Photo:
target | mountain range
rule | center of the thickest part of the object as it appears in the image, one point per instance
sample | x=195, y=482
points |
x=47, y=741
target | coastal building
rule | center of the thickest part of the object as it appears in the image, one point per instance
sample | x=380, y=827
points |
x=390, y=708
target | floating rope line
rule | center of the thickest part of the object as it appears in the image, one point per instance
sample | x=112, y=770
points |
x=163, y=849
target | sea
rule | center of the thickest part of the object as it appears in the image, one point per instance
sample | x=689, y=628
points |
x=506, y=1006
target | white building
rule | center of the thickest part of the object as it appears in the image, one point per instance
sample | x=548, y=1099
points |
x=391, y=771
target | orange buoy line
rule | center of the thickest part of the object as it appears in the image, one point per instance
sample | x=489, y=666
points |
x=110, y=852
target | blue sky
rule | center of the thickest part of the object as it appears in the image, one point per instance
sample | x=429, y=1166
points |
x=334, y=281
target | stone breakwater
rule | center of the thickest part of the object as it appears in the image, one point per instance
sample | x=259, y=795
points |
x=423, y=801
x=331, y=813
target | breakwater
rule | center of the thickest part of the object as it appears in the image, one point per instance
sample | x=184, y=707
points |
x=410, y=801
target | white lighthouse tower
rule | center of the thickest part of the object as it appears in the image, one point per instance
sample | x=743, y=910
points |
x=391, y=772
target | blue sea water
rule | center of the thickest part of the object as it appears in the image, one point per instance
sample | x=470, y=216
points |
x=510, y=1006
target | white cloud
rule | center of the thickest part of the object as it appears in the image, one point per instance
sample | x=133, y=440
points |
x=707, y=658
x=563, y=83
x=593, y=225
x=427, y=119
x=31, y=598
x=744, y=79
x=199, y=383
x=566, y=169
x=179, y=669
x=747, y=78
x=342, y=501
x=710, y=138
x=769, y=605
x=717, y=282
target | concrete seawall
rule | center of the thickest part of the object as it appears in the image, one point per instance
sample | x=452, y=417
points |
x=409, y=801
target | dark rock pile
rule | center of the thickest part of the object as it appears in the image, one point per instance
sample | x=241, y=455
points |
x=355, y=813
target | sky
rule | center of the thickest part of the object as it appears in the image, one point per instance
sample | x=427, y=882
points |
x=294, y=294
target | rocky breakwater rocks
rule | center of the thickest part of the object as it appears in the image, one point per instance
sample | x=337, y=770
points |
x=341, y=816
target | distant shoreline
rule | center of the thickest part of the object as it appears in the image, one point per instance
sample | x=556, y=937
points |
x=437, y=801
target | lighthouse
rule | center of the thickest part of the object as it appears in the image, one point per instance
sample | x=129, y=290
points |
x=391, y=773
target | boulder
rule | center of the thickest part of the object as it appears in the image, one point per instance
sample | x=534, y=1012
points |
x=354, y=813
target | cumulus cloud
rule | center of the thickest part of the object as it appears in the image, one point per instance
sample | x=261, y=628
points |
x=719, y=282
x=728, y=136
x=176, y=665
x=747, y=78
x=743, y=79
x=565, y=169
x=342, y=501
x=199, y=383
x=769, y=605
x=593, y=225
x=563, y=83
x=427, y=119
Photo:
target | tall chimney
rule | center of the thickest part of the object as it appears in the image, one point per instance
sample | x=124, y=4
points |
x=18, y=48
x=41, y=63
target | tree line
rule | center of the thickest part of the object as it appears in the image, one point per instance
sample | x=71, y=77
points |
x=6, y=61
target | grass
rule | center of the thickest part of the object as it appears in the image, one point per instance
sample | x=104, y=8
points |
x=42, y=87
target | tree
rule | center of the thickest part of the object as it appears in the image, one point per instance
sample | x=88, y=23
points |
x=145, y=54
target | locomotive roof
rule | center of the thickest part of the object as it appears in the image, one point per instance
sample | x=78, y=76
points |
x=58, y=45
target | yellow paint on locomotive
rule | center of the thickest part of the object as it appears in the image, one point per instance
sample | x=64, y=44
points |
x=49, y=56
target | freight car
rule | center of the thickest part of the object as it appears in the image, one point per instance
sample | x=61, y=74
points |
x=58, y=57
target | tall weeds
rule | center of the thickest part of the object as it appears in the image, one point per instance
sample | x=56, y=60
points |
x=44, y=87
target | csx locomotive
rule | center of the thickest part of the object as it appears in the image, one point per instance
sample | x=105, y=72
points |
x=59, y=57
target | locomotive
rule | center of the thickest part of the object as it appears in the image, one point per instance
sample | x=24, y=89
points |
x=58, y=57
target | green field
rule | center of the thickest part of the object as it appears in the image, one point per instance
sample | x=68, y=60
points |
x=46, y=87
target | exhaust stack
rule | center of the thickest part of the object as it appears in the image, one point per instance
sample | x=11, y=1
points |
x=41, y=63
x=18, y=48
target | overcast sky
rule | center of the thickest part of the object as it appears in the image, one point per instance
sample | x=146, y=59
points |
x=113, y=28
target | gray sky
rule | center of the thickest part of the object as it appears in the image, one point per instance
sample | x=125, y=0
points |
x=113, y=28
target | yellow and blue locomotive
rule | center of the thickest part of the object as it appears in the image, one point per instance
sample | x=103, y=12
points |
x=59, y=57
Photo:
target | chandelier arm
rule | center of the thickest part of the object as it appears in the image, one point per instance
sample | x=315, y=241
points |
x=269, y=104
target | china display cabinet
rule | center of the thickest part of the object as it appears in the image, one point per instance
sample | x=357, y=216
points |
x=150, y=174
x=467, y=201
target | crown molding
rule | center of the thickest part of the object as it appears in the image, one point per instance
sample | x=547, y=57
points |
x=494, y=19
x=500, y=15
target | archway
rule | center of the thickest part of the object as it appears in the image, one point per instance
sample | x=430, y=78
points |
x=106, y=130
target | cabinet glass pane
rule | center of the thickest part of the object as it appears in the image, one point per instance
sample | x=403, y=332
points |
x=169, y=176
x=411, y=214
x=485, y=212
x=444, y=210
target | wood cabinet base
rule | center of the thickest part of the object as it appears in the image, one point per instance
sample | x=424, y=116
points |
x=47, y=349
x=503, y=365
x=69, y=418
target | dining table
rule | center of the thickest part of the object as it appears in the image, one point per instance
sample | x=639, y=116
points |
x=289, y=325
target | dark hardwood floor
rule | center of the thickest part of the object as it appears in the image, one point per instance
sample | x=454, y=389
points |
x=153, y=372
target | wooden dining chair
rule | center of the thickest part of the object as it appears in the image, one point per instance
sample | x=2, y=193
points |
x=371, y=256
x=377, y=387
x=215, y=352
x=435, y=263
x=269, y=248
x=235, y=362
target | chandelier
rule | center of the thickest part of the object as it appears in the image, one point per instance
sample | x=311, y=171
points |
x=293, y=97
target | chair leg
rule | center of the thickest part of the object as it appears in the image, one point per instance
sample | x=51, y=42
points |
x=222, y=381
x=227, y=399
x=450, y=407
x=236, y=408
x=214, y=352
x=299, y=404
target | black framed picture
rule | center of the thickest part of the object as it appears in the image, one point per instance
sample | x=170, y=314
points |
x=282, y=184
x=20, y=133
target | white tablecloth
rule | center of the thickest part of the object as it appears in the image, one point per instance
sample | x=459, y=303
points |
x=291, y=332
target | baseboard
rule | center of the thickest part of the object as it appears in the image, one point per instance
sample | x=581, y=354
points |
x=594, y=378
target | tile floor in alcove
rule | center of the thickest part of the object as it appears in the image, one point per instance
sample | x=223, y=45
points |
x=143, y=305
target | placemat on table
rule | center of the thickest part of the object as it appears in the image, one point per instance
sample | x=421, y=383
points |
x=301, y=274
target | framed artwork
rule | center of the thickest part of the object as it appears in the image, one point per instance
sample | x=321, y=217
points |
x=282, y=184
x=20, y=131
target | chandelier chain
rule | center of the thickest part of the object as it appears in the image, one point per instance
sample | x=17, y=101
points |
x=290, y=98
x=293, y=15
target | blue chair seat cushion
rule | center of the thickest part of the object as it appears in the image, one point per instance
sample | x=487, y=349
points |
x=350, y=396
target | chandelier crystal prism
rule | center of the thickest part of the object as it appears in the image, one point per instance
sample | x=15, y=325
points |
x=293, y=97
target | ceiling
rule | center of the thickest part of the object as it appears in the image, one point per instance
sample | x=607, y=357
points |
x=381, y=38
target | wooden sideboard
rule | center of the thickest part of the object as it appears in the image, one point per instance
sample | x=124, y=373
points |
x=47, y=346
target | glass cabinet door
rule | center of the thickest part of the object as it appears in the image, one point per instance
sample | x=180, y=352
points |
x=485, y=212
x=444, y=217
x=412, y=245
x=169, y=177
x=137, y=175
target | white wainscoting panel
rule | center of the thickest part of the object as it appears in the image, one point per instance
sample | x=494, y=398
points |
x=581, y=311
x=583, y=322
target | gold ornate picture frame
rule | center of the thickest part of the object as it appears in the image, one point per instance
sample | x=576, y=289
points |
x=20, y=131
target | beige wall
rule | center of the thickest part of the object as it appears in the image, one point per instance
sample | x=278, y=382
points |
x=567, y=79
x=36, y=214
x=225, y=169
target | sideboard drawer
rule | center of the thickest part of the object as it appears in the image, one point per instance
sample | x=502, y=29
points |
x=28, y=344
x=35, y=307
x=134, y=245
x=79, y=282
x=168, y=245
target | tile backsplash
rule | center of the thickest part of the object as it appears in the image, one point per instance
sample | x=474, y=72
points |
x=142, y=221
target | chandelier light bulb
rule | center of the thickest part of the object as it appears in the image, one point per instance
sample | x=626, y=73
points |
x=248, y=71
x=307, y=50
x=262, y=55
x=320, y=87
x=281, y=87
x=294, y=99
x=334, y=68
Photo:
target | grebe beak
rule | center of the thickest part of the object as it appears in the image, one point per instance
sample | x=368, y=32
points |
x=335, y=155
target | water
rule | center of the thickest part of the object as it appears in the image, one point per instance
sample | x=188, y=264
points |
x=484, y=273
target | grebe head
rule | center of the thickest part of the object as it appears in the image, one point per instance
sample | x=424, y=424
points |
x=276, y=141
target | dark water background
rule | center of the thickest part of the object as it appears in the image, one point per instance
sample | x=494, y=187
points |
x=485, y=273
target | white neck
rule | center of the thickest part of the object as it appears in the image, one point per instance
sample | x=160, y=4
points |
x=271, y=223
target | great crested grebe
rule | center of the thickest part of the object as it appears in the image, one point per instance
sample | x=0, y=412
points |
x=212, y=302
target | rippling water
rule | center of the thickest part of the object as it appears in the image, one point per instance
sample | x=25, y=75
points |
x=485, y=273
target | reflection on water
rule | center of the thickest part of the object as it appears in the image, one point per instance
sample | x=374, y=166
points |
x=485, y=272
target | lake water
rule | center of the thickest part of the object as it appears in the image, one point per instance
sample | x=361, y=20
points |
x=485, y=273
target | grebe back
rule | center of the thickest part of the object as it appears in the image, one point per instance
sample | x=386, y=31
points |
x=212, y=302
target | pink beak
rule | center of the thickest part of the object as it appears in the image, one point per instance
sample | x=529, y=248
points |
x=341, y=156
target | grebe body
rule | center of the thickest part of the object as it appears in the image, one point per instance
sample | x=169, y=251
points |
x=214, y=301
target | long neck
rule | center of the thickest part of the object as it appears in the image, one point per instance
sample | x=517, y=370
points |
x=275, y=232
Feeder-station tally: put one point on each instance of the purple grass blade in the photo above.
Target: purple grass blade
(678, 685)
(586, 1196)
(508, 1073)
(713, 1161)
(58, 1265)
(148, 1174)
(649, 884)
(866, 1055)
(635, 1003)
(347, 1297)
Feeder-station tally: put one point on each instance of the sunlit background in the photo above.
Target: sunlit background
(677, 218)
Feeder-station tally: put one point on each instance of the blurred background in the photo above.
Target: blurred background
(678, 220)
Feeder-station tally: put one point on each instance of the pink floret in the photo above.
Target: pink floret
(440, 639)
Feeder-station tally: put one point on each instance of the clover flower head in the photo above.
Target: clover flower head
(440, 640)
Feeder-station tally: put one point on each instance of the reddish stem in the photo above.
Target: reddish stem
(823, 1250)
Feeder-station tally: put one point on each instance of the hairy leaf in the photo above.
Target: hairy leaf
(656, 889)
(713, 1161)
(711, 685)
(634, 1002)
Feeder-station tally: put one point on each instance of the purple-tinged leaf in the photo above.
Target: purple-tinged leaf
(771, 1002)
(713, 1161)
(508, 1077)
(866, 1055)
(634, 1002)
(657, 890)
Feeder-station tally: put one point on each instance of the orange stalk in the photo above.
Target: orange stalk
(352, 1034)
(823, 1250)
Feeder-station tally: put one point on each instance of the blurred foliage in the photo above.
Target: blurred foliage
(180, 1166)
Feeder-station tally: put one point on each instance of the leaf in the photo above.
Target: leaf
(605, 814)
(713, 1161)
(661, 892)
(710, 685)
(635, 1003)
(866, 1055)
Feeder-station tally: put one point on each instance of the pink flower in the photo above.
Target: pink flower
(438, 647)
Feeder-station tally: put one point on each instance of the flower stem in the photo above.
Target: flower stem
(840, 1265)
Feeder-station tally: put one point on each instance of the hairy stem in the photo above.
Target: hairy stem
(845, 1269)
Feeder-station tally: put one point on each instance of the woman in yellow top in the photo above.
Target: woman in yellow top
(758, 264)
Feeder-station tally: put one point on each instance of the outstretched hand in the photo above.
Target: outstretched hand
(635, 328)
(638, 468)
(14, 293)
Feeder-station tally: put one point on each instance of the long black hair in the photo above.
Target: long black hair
# # #
ACTIVITY: What is needed is each line from the records with the word "breakwater" in it.

EXERCISE OUTPUT:
target | stone breakwater
target | breakwater
target | rocky breakwater rocks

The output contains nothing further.